Exercises to complete.
a - According to the cold fusion excerpt, how much new financing will the company's cold fusion program require over the next twelve months?
b - From the cold fusion excerpt, extract the passage starting at "During the three" and ending at "plan of operation.", copied word for word.

Page excerpt.
+--

The Company is well aware of the controversy surrounding “cold fusion” efforts in the United States and abroad.
However, we believe that there is sufficient global evidence that the risk/reward ratio merits our continued investment in the pursuit of this technology. In the event that we are able to advance our prototype technology to commercial application, such an advance could help solve much of the world’s energy, and pollution problems.

The Company’s plan of operation with respect to developing a cold fusion program will require $500,000 in new financing over the next twelve months which financing is not currently available.

Results of Operations

 

During the three months ended March 31, 2008, the Company focused on resuming research and development activities in connection with cold fusion technologies, discontinued “iron-fertilization” prove out measures in connection with Planktos Corp., divested substantially all of the assets of Planktos Corp. and pursued financing commitments for its ongoing plan of operation.

+--

Recorded information.
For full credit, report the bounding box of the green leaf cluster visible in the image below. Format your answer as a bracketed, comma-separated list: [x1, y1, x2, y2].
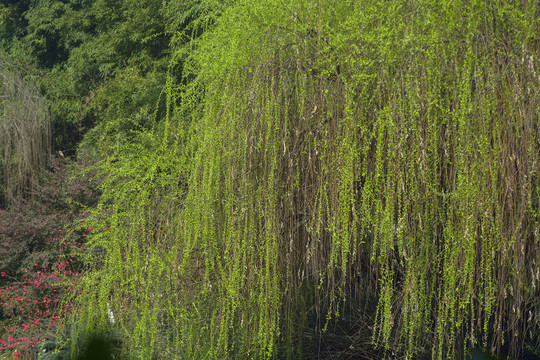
[53, 0, 540, 359]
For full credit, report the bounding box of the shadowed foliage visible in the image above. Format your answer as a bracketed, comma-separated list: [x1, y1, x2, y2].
[0, 55, 51, 208]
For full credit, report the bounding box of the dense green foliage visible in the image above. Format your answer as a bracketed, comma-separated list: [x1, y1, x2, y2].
[3, 0, 540, 359]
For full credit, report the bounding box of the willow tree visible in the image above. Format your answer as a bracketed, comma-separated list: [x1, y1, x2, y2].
[73, 0, 540, 358]
[0, 56, 51, 207]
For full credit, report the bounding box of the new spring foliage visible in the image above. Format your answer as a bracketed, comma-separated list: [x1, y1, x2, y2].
[73, 0, 540, 358]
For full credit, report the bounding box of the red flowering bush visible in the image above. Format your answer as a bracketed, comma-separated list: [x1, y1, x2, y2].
[0, 158, 98, 359]
[0, 235, 82, 359]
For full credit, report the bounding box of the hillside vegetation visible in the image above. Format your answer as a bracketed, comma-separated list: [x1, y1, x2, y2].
[0, 0, 540, 359]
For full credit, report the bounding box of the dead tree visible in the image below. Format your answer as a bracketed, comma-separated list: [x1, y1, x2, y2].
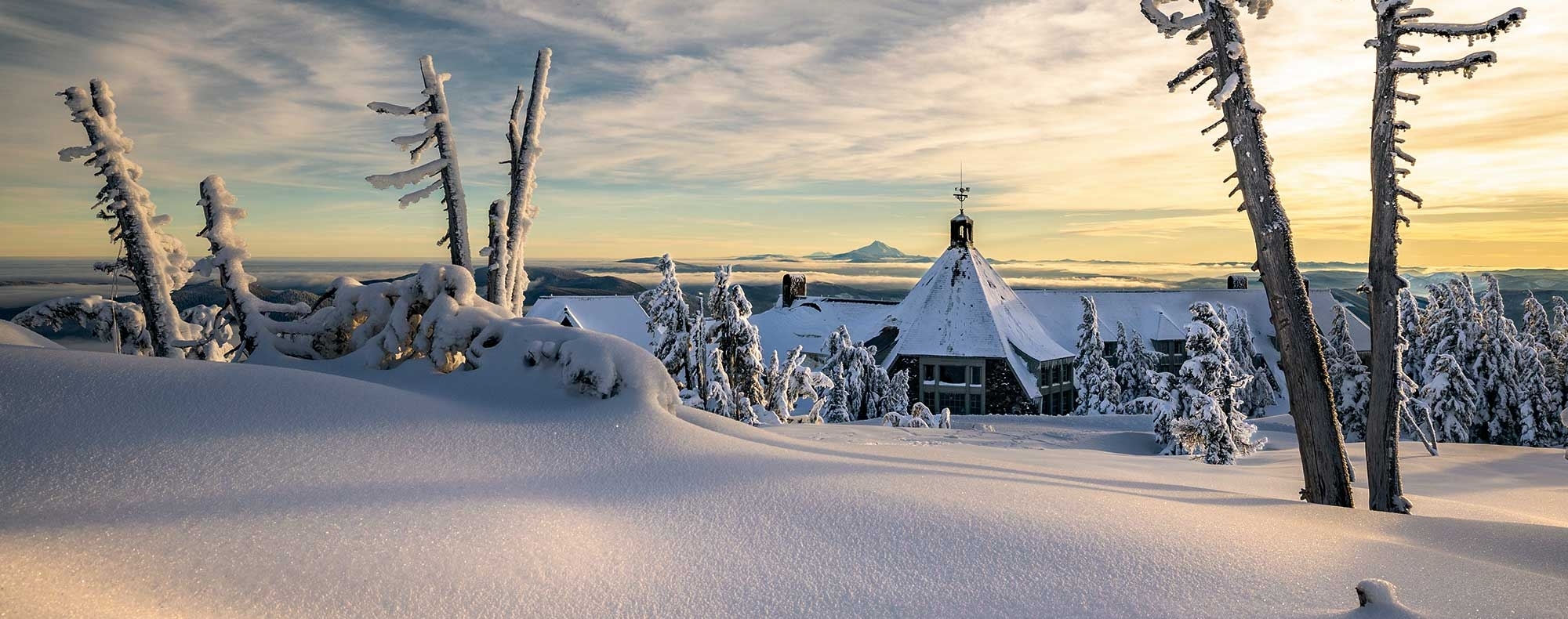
[60, 80, 191, 357]
[485, 47, 550, 315]
[1142, 0, 1352, 508]
[1366, 0, 1524, 514]
[365, 55, 472, 268]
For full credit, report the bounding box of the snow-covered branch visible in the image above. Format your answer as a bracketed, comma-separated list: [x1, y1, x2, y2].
[1165, 50, 1214, 92]
[502, 47, 550, 313]
[365, 55, 472, 266]
[1389, 52, 1497, 83]
[365, 158, 447, 190]
[1394, 6, 1524, 45]
[196, 174, 310, 356]
[60, 80, 191, 357]
[1138, 0, 1206, 39]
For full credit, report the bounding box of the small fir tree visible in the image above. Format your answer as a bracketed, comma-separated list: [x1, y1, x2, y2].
[1073, 296, 1121, 415]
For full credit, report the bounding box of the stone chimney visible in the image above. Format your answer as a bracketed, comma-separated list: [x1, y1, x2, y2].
[779, 273, 806, 307]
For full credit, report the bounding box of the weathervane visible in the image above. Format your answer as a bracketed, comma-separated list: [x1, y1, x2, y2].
[953, 161, 969, 215]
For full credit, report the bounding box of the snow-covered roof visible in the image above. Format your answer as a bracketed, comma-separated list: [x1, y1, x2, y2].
[884, 246, 1073, 398]
[1018, 288, 1372, 351]
[751, 296, 895, 356]
[528, 295, 652, 349]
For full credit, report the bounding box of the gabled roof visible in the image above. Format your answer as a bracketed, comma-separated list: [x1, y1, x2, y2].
[1018, 288, 1372, 351]
[884, 246, 1073, 396]
[528, 295, 652, 349]
[751, 296, 895, 356]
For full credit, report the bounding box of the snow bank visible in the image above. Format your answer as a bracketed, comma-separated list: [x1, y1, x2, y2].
[0, 320, 64, 348]
[0, 346, 1568, 617]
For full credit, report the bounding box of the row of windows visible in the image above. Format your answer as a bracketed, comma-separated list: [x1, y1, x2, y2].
[920, 364, 985, 386]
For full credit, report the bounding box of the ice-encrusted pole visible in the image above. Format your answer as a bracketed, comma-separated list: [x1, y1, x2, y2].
[1366, 0, 1524, 514]
[60, 80, 191, 357]
[494, 47, 550, 313]
[365, 55, 472, 268]
[1140, 0, 1353, 508]
[196, 174, 310, 360]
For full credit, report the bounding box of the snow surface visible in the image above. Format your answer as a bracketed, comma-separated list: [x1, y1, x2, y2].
[0, 345, 1568, 619]
[0, 320, 64, 348]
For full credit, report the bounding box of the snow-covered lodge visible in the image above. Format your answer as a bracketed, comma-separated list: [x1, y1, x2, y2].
[753, 212, 1370, 414]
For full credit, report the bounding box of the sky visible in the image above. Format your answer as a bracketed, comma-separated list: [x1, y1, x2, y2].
[0, 0, 1568, 266]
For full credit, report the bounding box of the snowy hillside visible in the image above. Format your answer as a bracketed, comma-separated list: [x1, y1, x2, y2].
[0, 338, 1568, 617]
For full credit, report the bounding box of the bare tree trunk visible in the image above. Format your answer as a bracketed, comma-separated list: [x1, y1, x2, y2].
[1366, 9, 1410, 514]
[61, 80, 185, 359]
[419, 55, 474, 268]
[1203, 0, 1353, 508]
[485, 86, 522, 309]
[503, 47, 550, 315]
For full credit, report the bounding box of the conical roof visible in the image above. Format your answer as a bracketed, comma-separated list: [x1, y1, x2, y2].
[887, 246, 1073, 396]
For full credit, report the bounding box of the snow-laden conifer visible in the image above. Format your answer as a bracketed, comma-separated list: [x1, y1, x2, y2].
[1073, 296, 1121, 415]
[1417, 354, 1482, 443]
[365, 55, 472, 268]
[1140, 0, 1352, 506]
[702, 348, 737, 418]
[11, 295, 152, 354]
[707, 266, 767, 401]
[1165, 313, 1264, 464]
[822, 365, 855, 423]
[194, 174, 310, 360]
[1225, 307, 1279, 417]
[1366, 0, 1524, 512]
[637, 254, 698, 389]
[488, 47, 550, 313]
[881, 370, 909, 420]
[47, 80, 201, 357]
[1116, 321, 1159, 404]
[1323, 306, 1369, 442]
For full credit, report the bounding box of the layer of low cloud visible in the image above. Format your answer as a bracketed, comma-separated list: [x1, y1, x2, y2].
[0, 0, 1568, 265]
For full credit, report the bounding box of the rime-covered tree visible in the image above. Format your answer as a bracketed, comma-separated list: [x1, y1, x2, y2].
[1073, 296, 1121, 415]
[11, 295, 152, 354]
[822, 365, 855, 423]
[1140, 0, 1352, 508]
[196, 174, 310, 359]
[702, 348, 739, 418]
[1116, 321, 1159, 404]
[1471, 274, 1534, 445]
[486, 47, 550, 313]
[1323, 306, 1369, 442]
[881, 370, 909, 420]
[637, 254, 699, 389]
[1399, 288, 1427, 386]
[822, 324, 891, 418]
[55, 80, 198, 357]
[707, 266, 767, 401]
[1168, 315, 1264, 464]
[1366, 0, 1524, 514]
[1417, 354, 1480, 443]
[365, 55, 474, 268]
[1225, 307, 1279, 417]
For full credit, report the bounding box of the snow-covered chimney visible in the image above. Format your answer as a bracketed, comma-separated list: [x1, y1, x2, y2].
[947, 213, 975, 248]
[779, 273, 806, 307]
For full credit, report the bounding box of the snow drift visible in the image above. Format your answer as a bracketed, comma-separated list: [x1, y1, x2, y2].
[0, 337, 1568, 617]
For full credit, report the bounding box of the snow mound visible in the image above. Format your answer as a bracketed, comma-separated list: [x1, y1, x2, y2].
[0, 320, 64, 348]
[0, 346, 1568, 619]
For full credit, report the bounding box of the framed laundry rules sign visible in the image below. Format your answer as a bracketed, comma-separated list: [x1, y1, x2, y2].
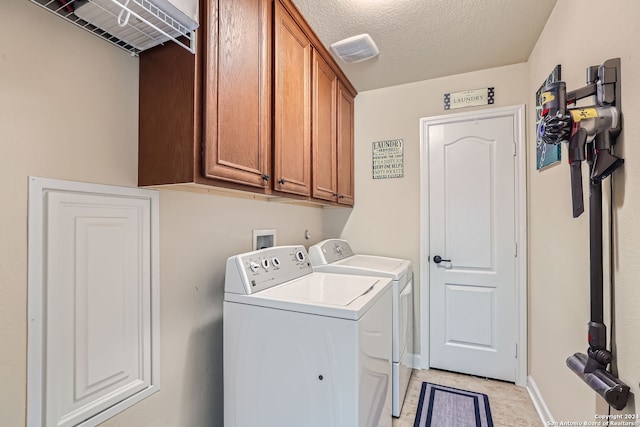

+--

Answers given.
a - $500,000

b -
During the three months ended March 31, 2008, the Company focused on resuming research and development activities in connection with cold fusion technologies, discontinued “iron-fertilization” prove out measures in connection with Planktos Corp., divested substantially all of the assets of Planktos Corp. and pursued financing commitments for its ongoing plan of operation.